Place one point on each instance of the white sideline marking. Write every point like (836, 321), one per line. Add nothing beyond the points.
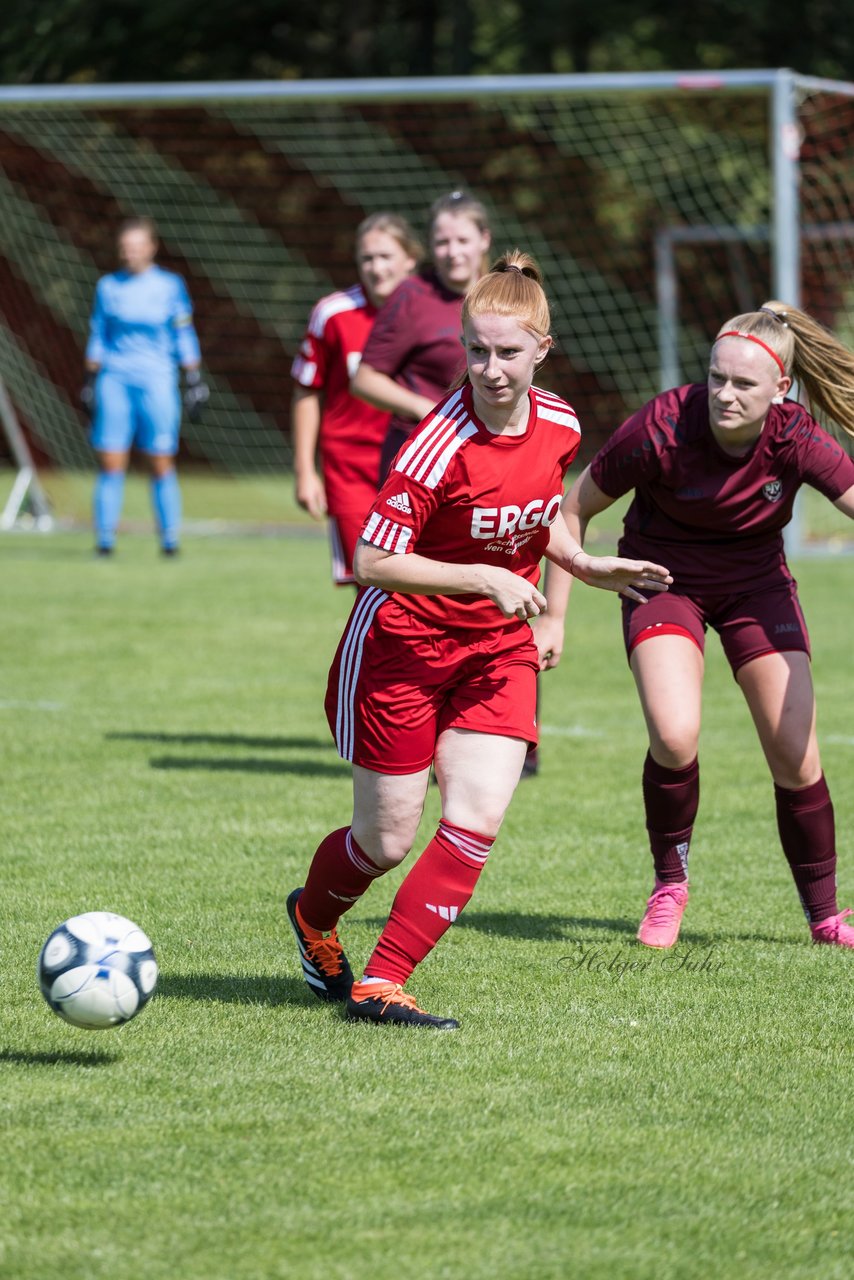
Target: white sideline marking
(572, 731)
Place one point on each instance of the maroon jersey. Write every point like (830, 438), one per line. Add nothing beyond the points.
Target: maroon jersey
(416, 339)
(715, 520)
(351, 432)
(456, 492)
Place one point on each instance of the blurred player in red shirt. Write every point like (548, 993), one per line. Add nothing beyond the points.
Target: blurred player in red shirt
(715, 469)
(412, 353)
(324, 416)
(437, 664)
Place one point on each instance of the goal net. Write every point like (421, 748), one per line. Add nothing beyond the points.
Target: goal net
(652, 204)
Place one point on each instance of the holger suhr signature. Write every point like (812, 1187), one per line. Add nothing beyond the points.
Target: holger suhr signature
(598, 959)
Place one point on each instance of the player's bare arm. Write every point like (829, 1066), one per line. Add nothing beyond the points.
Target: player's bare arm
(419, 575)
(383, 392)
(305, 432)
(628, 577)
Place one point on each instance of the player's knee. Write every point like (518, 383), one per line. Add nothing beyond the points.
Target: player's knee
(674, 745)
(386, 849)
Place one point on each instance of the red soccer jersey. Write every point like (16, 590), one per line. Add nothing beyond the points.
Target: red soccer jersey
(416, 339)
(456, 492)
(351, 432)
(715, 520)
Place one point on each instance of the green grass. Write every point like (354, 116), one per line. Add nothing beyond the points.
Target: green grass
(602, 1111)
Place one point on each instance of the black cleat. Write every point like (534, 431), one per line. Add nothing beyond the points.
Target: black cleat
(388, 1002)
(324, 964)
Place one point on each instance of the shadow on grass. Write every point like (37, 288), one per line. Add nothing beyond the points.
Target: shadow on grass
(58, 1057)
(273, 744)
(249, 764)
(232, 990)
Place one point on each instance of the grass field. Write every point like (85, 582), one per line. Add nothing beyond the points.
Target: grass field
(602, 1112)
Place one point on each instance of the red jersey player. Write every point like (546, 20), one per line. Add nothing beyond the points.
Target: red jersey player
(323, 412)
(412, 353)
(437, 663)
(715, 470)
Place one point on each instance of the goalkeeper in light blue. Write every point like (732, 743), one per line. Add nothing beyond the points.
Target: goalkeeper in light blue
(141, 336)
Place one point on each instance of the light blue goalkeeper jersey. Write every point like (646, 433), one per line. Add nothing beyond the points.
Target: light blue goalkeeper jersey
(142, 325)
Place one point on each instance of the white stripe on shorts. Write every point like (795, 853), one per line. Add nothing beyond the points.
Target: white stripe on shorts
(351, 658)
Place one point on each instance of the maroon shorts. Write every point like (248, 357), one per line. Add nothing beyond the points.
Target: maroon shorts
(396, 684)
(749, 624)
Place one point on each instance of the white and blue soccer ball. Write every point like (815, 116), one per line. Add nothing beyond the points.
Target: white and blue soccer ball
(97, 970)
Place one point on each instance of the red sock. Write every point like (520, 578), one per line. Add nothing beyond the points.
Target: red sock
(338, 876)
(808, 835)
(671, 800)
(429, 900)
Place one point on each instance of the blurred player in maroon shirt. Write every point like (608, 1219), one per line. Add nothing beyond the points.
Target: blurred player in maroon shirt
(437, 664)
(412, 353)
(715, 469)
(324, 416)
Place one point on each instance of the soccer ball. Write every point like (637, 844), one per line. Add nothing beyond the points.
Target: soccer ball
(97, 970)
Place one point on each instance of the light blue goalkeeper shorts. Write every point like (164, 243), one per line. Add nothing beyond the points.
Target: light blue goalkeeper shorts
(146, 416)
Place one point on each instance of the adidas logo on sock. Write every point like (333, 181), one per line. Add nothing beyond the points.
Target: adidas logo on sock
(447, 913)
(401, 502)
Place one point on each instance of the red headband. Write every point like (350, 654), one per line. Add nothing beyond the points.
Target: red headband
(752, 337)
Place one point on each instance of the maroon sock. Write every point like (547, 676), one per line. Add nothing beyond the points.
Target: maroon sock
(429, 900)
(808, 836)
(671, 799)
(338, 876)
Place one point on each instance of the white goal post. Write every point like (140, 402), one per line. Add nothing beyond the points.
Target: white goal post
(741, 179)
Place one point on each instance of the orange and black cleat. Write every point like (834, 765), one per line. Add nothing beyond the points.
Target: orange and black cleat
(324, 964)
(388, 1002)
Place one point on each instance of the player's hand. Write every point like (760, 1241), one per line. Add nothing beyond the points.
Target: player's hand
(196, 394)
(311, 496)
(87, 394)
(548, 638)
(626, 577)
(514, 595)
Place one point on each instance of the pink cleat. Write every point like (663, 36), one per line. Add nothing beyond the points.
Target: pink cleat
(663, 915)
(834, 932)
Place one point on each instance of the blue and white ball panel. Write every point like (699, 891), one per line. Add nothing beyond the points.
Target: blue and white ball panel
(97, 969)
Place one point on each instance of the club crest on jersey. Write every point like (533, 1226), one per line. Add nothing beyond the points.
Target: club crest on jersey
(401, 502)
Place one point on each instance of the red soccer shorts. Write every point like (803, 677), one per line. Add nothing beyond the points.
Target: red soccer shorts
(396, 684)
(749, 624)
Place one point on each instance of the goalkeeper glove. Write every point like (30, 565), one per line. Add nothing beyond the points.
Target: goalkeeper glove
(87, 394)
(196, 393)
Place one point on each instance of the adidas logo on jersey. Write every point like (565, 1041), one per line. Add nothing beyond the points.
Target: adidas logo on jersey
(447, 913)
(401, 502)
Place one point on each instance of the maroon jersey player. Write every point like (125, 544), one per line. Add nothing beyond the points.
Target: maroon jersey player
(437, 664)
(715, 470)
(325, 419)
(412, 353)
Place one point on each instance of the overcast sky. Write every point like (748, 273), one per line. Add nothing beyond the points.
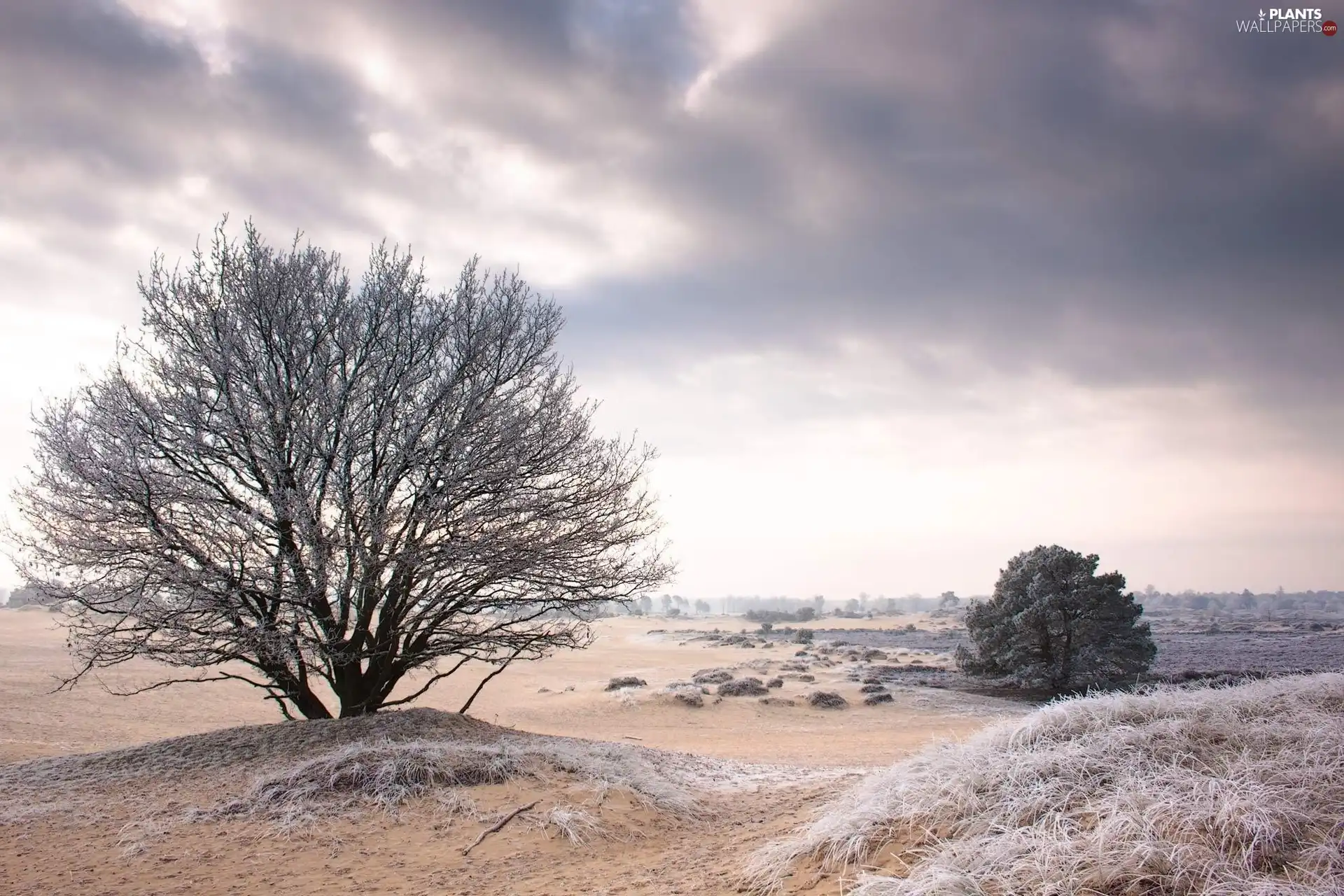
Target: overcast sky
(898, 289)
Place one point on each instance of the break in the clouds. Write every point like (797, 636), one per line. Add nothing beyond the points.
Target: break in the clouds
(899, 289)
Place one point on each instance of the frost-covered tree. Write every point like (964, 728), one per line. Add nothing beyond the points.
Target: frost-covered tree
(1054, 624)
(334, 492)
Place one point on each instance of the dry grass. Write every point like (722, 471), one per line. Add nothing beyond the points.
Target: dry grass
(1196, 792)
(293, 774)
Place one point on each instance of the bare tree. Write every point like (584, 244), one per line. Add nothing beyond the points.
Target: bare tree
(320, 489)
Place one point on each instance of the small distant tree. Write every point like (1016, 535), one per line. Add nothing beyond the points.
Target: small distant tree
(1054, 624)
(326, 488)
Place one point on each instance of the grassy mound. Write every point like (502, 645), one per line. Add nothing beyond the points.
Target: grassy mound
(298, 771)
(1199, 792)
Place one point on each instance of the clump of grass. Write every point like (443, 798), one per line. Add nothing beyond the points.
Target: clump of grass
(573, 824)
(742, 688)
(827, 700)
(686, 694)
(711, 676)
(625, 681)
(384, 777)
(1196, 792)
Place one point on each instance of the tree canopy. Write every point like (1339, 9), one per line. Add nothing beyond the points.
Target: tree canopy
(321, 488)
(1054, 624)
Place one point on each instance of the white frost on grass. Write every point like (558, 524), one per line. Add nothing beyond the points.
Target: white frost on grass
(1195, 792)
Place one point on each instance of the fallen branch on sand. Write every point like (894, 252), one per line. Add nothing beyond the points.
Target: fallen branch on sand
(500, 824)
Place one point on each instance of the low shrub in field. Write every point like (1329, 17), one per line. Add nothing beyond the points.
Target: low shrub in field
(742, 688)
(711, 676)
(625, 681)
(827, 700)
(1191, 792)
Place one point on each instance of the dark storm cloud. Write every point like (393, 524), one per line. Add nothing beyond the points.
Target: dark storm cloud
(1121, 192)
(1012, 179)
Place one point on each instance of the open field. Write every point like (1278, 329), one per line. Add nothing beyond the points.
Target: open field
(134, 839)
(675, 801)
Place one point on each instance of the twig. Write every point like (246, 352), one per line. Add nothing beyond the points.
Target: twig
(500, 824)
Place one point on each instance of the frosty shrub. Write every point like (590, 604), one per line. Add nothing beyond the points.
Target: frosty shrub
(1054, 624)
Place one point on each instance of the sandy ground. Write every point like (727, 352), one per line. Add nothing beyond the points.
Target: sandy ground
(417, 852)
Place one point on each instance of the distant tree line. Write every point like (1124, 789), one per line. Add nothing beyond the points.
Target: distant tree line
(1242, 602)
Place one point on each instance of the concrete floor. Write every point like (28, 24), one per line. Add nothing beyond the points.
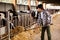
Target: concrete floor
(36, 34)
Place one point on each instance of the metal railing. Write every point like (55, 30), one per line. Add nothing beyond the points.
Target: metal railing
(24, 20)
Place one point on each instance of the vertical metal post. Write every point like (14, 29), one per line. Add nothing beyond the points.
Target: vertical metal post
(8, 26)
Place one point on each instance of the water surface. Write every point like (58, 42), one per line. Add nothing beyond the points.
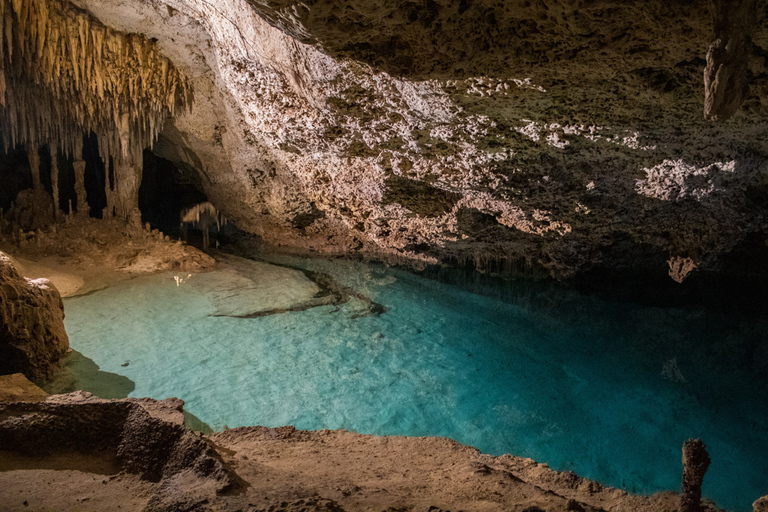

### Exercise goal
Copy every line above that contains the word "blurred", matching case exactly.

### In response
Place one point on each instance of the blurred player in red shirt. Write every point like (548, 993), one per line. Add nothing beyond the points.
Target: blurred player in red shirt
Place one point on each instance of the blurred player in maroon shirt. Write every point like (608, 1219), one per line. Add nothing beyond the points.
Target: blurred player in maroon shirt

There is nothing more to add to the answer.